# What is needed
Please set down only the lines that run from the one containing "positive clicks: (32, 365) (32, 369)" to the end of the listing below, exactly as written.

=== Section Start ===

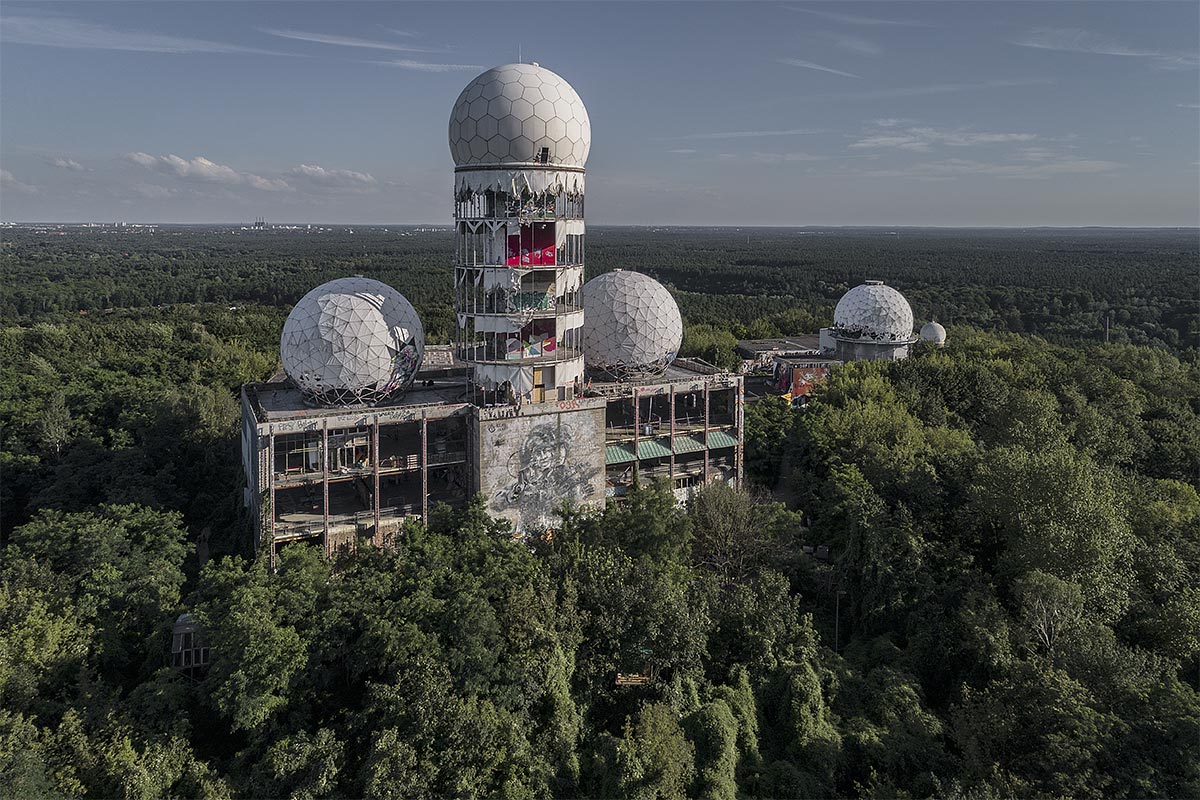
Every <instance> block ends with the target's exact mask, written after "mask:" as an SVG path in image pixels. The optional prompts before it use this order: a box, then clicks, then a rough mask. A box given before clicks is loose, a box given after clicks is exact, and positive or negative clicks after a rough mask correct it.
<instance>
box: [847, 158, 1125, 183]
mask: <svg viewBox="0 0 1200 800" xmlns="http://www.w3.org/2000/svg"><path fill="white" fill-rule="evenodd" d="M1121 167H1122V164H1120V163H1117V162H1114V161H1099V160H1090V158H1072V157H1060V158H1057V160H1044V161H1038V162H1033V163H989V162H980V161H968V160H964V158H946V160H943V161H932V162H924V163H919V164H911V166H908V167H901V168H895V169H872V170H865V172H860V173H857V174H858V175H862V176H864V178H918V179H925V180H946V179H953V178H959V176H962V175H992V176H995V178H1009V179H1026V180H1044V179H1048V178H1054V176H1056V175H1098V174H1105V173H1111V172H1114V170H1116V169H1118V168H1121Z"/></svg>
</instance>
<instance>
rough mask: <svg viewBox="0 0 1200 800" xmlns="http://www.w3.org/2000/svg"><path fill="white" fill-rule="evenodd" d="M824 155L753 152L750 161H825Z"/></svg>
mask: <svg viewBox="0 0 1200 800" xmlns="http://www.w3.org/2000/svg"><path fill="white" fill-rule="evenodd" d="M824 160H826V158H824V156H814V155H812V154H808V152H751V154H750V161H752V162H755V163H758V164H782V163H792V162H797V161H824Z"/></svg>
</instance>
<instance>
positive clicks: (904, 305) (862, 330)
mask: <svg viewBox="0 0 1200 800" xmlns="http://www.w3.org/2000/svg"><path fill="white" fill-rule="evenodd" d="M833 326H834V329H835V330H836V331H838V333H841V335H847V336H852V337H854V338H871V339H876V341H880V342H898V341H900V342H906V341H911V339H912V306H910V305H908V301H907V300H906V299H905V296H904V295H902V294H900V293H899V291H896V290H895V289H893V288H892V287H889V285H884V284H883V282H882V281H868V282H866V283H863V284H862V285H857V287H854V288H853V289H851V290H850V291H847V293H846V294H844V295H842V297H841V300H839V301H838V307H836V308H834V311H833Z"/></svg>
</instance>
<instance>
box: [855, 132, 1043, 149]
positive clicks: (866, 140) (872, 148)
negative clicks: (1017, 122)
mask: <svg viewBox="0 0 1200 800" xmlns="http://www.w3.org/2000/svg"><path fill="white" fill-rule="evenodd" d="M1037 138H1038V137H1037V134H1034V133H983V132H977V131H938V130H937V128H930V127H914V128H907V130H905V131H896V130H892V128H889V130H887V131H886V132H883V133H874V134H871V136H868V137H865V138H863V139H859V140H858V142H854V143H852V144H851V145H850V148H852V149H859V150H872V149H895V150H911V151H913V152H929V151H930V150H931V149H932V148H934V145H947V146H950V148H970V146H974V145H982V144H1006V143H1012V142H1032V140H1033V139H1037Z"/></svg>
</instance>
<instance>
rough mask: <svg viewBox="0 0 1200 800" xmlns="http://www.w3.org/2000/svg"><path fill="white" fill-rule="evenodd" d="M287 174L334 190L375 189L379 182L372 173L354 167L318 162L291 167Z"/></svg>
mask: <svg viewBox="0 0 1200 800" xmlns="http://www.w3.org/2000/svg"><path fill="white" fill-rule="evenodd" d="M287 174H288V178H292V179H294V180H301V181H307V182H310V184H312V185H314V186H320V187H323V188H332V190H347V191H358V192H364V191H373V190H374V188H376V186H377V184H378V181H377V180H376V179H374V176H373V175H371V174H370V173H358V172H354V170H353V169H326V168H325V167H320V166H318V164H300V166H299V167H293V168H292V169H289V170H288V173H287Z"/></svg>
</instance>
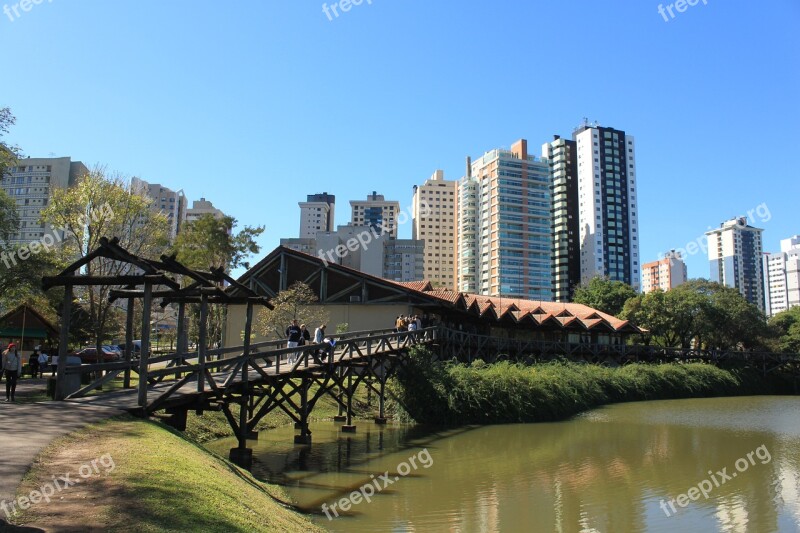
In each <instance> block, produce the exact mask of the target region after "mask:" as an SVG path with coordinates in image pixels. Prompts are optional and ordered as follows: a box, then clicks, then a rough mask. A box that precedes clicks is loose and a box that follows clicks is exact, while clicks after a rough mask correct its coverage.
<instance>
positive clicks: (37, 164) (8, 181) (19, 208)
mask: <svg viewBox="0 0 800 533" xmlns="http://www.w3.org/2000/svg"><path fill="white" fill-rule="evenodd" d="M88 173H89V170H88V169H87V168H86V166H85V165H84V164H83V163H81V162H80V161H72V160H71V159H70V158H69V157H37V158H31V157H28V158H25V159H20V160H19V161H18V162H17V164H16V165H15V166H11V167H8V169H7V171H6V175H5V176H2V187H3V189H4V190H5V191H6V193H8V195H9V196H11V198H13V199H14V200H15V201H16V203H17V210H18V211H19V217H20V225H19V231H18V232H17V233H16V234H14V235H12V236H11V237H10V238H9V242H8V244H11V245H20V244H26V243H30V242H32V241H38V240H39V239H41V238H42V237H43V236H44V235H45V233H48V234H52V235H55V233H54V231H55V230H54V229H53V228H51V227H50V226H49V225H47V224H44V223H43V222H41V213H42V210H43V209H44V208H45V207H46V206H47V205H48V203H49V202H50V198H51V195H52V192H53V190H54V189H56V188H59V187H60V188H67V187H71V186H72V185H74V184H75V183H76V182H77V181H78V180H79V179H80V178H81V177H83V176H84V175H86V174H88ZM63 237H64V235H63V232H60V234H59V238H58V239H57V240H58V241H59V242H60V241H61V239H63Z"/></svg>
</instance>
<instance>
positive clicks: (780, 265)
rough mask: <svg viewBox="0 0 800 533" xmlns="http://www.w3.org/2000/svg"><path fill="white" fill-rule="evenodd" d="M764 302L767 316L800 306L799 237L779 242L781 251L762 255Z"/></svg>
mask: <svg viewBox="0 0 800 533" xmlns="http://www.w3.org/2000/svg"><path fill="white" fill-rule="evenodd" d="M764 300H765V309H764V311H765V312H766V313H767V316H770V317H772V316H775V315H777V314H778V313H781V312H783V311H786V310H788V309H789V308H791V307H795V306H798V305H800V235H795V236H793V237H791V238H789V239H783V240H782V241H781V251H780V252H778V253H773V254H764Z"/></svg>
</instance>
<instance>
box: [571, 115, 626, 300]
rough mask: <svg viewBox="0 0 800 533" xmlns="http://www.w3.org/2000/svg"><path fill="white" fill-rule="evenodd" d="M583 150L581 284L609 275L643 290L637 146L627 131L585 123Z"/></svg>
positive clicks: (580, 237)
mask: <svg viewBox="0 0 800 533" xmlns="http://www.w3.org/2000/svg"><path fill="white" fill-rule="evenodd" d="M573 138H574V140H575V141H576V148H577V152H578V212H579V220H580V235H579V238H580V249H581V258H580V260H581V281H582V282H583V283H588V282H589V281H590V280H591V279H592V278H593V277H595V276H601V277H606V278H608V279H610V280H613V281H622V282H624V283H627V284H629V285H631V286H633V288H634V289H636V290H638V289H639V275H640V262H639V261H640V258H639V250H640V248H639V217H638V216H637V215H638V209H637V207H636V204H637V194H636V145H635V142H634V138H633V137H632V136H630V135H627V134H626V133H625V132H624V131H621V130H616V129H613V128H603V127H600V126H597V125H595V126H590V125H589V124H588V123H584V124H583V125H582V126H580V127H578V128H577V129H576V130H575V132H574V135H573Z"/></svg>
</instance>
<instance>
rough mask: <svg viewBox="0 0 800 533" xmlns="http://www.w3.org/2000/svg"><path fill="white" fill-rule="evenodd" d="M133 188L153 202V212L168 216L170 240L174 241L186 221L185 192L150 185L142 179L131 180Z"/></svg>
mask: <svg viewBox="0 0 800 533" xmlns="http://www.w3.org/2000/svg"><path fill="white" fill-rule="evenodd" d="M131 188H132V189H133V190H134V191H137V192H139V193H140V194H144V195H145V196H148V197H149V198H150V199H151V200H152V203H151V204H150V209H151V210H152V211H154V212H156V213H163V214H164V215H166V217H167V220H168V221H169V240H170V242H172V241H174V240H175V237H176V236H177V235H178V233H179V232H180V230H181V226H182V225H183V221H184V220H185V219H186V196H184V194H183V190H180V191H173V190H172V189H170V188H167V187H164V186H163V185H161V184H160V183H149V182H147V181H145V180H143V179H140V178H131Z"/></svg>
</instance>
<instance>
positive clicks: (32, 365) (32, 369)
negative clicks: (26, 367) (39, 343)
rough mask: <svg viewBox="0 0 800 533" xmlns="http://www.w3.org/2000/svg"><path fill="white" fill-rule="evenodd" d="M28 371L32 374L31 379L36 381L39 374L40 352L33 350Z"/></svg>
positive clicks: (31, 375)
mask: <svg viewBox="0 0 800 533" xmlns="http://www.w3.org/2000/svg"><path fill="white" fill-rule="evenodd" d="M28 369H29V370H30V372H31V377H32V378H33V379H36V376H37V375H38V374H39V350H37V349H35V348H34V350H33V353H32V354H31V356H30V357H28Z"/></svg>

=== Section End ===

# Written answer
positive clicks: (32, 365) (32, 369)
negative clicks: (26, 367) (39, 343)
rough mask: <svg viewBox="0 0 800 533" xmlns="http://www.w3.org/2000/svg"><path fill="white" fill-rule="evenodd" d="M28 371L32 374L31 379L36 381L39 374L40 352L33 350Z"/></svg>
positive clicks: (31, 375)
mask: <svg viewBox="0 0 800 533" xmlns="http://www.w3.org/2000/svg"><path fill="white" fill-rule="evenodd" d="M28 369H29V370H30V372H31V377H32V378H33V379H36V376H37V375H38V374H39V350H37V349H35V348H34V350H33V353H32V354H31V356H30V357H28Z"/></svg>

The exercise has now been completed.